TASK DETAILS: From the listing below, copy out unchanged every line from the one containing "instance, sample <point>649,306</point>." through the one containing "<point>70,225</point>", including both of those lines.

SUPPLIED INFORMATION:

__________________________________________________

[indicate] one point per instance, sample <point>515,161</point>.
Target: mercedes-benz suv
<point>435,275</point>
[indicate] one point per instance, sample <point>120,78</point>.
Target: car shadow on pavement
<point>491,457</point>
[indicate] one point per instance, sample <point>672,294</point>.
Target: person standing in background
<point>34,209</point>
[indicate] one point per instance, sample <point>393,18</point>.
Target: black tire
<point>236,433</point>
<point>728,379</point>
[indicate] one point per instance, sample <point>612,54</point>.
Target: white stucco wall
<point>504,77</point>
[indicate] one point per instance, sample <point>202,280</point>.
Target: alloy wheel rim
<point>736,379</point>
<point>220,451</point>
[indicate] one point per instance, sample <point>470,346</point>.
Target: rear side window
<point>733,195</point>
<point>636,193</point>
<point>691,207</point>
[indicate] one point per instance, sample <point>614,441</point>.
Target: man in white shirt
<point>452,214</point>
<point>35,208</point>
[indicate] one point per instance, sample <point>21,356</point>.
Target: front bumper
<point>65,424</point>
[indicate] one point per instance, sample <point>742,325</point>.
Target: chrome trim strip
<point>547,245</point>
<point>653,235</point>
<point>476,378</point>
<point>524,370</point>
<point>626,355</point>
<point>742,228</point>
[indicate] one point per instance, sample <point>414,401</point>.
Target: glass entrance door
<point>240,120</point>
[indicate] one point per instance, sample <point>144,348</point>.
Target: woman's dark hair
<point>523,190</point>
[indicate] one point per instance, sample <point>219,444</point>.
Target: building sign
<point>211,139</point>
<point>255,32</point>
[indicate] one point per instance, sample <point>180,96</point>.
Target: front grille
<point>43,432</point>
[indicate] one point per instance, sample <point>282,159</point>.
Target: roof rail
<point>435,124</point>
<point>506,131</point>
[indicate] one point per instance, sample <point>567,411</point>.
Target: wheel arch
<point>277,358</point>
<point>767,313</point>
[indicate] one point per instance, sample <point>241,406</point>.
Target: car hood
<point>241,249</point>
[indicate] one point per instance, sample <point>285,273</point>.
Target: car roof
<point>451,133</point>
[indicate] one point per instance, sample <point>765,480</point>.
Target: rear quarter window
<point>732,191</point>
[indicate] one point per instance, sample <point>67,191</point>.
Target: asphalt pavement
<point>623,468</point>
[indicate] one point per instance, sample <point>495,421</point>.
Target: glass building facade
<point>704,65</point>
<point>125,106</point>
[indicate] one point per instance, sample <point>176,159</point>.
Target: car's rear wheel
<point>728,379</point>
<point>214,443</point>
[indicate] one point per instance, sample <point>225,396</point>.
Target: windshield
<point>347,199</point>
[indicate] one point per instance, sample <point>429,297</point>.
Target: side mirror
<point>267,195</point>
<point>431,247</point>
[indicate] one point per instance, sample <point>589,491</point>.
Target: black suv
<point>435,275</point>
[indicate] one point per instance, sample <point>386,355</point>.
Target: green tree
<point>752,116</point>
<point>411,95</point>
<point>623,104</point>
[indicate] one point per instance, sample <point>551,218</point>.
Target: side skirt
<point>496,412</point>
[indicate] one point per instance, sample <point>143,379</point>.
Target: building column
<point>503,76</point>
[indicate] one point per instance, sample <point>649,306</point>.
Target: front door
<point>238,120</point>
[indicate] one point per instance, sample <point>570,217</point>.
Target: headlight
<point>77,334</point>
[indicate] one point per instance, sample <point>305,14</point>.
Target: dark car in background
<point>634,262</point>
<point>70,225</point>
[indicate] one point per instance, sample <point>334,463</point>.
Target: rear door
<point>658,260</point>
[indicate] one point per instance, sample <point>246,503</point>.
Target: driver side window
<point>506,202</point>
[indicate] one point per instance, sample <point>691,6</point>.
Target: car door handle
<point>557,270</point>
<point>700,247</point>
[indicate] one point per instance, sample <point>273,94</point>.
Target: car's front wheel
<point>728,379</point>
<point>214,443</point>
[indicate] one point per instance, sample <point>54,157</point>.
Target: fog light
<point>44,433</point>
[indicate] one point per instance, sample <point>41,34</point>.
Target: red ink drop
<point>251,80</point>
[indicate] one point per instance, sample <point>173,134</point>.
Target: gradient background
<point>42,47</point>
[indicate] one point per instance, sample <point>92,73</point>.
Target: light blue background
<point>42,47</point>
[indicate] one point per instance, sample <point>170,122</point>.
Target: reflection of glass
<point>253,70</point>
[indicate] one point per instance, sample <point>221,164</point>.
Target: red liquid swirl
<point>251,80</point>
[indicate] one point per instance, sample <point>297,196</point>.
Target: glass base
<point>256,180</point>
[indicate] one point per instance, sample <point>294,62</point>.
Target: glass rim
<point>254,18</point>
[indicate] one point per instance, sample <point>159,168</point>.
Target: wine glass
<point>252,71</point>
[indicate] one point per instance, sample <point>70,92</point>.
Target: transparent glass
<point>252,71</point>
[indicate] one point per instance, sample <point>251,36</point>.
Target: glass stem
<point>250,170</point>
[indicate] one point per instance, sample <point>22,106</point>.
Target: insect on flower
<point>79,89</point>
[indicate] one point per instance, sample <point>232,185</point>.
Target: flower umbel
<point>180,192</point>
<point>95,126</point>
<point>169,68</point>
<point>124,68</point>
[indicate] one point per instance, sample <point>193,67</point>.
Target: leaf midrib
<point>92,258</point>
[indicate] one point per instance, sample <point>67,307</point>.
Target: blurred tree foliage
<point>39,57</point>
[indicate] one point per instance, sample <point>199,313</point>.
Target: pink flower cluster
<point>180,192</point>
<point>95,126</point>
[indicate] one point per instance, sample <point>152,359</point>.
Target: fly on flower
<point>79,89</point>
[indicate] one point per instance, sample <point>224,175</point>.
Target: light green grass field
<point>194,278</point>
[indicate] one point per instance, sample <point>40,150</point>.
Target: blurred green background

__________________________________________________

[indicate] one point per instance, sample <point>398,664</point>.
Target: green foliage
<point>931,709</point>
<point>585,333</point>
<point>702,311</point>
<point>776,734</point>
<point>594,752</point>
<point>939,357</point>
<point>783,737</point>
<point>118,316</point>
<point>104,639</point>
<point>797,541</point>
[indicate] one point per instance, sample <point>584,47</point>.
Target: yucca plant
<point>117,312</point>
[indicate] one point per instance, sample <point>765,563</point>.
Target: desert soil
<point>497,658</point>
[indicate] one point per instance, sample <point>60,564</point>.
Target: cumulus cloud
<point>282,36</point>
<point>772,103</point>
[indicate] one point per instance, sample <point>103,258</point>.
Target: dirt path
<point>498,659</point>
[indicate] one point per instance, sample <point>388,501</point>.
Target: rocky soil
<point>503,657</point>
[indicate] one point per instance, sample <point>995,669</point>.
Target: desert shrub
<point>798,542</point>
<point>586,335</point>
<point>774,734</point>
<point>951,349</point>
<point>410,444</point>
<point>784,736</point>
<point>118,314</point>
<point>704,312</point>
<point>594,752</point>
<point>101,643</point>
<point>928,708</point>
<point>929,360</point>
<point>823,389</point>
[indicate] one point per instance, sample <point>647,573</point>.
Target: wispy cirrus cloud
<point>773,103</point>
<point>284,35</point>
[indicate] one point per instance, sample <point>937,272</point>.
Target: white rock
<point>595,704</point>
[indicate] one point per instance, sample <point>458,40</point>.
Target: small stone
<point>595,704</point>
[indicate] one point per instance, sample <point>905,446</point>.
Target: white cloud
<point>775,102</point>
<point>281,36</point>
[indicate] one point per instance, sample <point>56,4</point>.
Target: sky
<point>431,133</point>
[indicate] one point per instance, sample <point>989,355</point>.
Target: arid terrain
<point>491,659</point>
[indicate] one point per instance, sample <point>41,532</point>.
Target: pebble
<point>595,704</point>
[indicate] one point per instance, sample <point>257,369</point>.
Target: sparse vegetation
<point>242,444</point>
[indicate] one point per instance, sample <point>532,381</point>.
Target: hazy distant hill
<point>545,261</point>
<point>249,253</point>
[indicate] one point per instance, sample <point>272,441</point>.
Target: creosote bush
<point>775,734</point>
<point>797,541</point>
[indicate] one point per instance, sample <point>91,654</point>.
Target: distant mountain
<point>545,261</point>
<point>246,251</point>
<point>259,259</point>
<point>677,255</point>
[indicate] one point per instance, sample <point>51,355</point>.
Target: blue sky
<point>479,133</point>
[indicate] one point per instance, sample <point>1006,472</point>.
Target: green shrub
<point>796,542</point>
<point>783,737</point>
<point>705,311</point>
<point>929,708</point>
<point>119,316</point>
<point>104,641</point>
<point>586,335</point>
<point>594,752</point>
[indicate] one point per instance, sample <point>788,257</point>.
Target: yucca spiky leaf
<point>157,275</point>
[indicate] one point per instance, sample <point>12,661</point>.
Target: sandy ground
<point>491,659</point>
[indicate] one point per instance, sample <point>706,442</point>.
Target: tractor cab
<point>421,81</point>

__________________________________________________

THE OUTPUT:
[indicate] one point per instance, sample <point>649,306</point>.
Target: front door
<point>238,120</point>
[indicate] one point per instance, sample <point>570,217</point>.
Target: headlight
<point>77,334</point>
[indicate] one point per instance, sample <point>305,14</point>.
Target: dark car in background
<point>634,262</point>
<point>70,225</point>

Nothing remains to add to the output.